Challenge 1:
Retype the passage of the kernel timer excerpt below, between "Casting from unsigned" and "my_callback(struct something *ptr)", inclusive.
Challenge 2:
Extend the kernel timer excerpt below from the point where it stops, ahead of the listing.

Excerpt to read:
● ● ● ● ●

Casting from unsigned long:
void my_callback(unsigned long data)
{
struct something *ptr = (struct something *)data;
...
}
...
setup_timer(&ptr->my_timer, my_callback, ptr);
and forced object casts:
void my_callback(struct something *ptr)
{
...
}
...
setup_timer(&ptr->my_timer, my_callback, (unsigned long)ptr);
become:
void my_callback(struct timer_list *t)
{
struct something *ptr = from_timer(ptr, t, my_timer);
...
}
...
timer_setup(&ptr->my_timer, my_callback, 0);
Direct function assignments:
void my_callback(unsigned long data)
{
struct something *ptr = (struct something *)data;
...
}
...
ptr->my_timer.function = my_callback;
have a temporary cast added, along with converting the args:
void my_callback(struct timer_list *t)
{
struct something *ptr = from_timer(ptr, t, my_timer);
...
}
...
ptr->my_timer.function = (TIMER_FUNC_TYPE)my_callback;
And finally, callbacks without a data assignment:
void my_callback(unsigned long data)
{
...

● ● ● ● ●

Source excerpt:
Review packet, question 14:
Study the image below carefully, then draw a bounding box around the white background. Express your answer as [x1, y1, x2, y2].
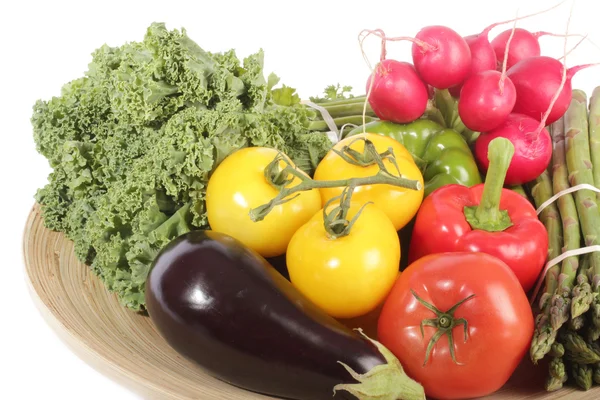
[0, 0, 600, 400]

● ● ● ● ●

Exercise answer 1:
Casting from unsigned long:
void my_callback(unsigned long data)
{
struct something *ptr = (struct something *)data;
...
}
...
setup_timer(&ptr->my_timer, my_callback, ptr);
and forced object casts:
void my_callback(struct something *ptr)

Exercise answer 2:
}
...
setup_timer(&ptr->my_timer, my_callback, 0);
have their argument renamed to verify they're unused during conversion:
void my_callback(struct timer_list *unused)
{
...
}
...
timer_setup(&ptr->my_timer, my_callback, 0);
The conversion is done with the following Coccinelle script:
spatch --very-quiet --all-includes --include-headers \
-I ./arch/x86/include -I ./arch/x86/include/generated \
-I ./include -I ./arch/x86/include/uapi \
-I ./arch/x86/include/generated/uapi -I ./include/uapi \
-I ./include/generated/uapi --include ./include/linux/kconfig.h \
--dir . \
--cocci-file ~/src/data/timer_setup.cocci
@fix_address_of@
expression e;
@@
setup_timer(
-&(e)
+&e
, ...)
// Update any raw setup_timer() usages that have a NULL callback, but
// would otherwise match change_timer_function_usage, since the latter
// will update all function assignments done in the face of a NULL
// function initialization in setup_timer().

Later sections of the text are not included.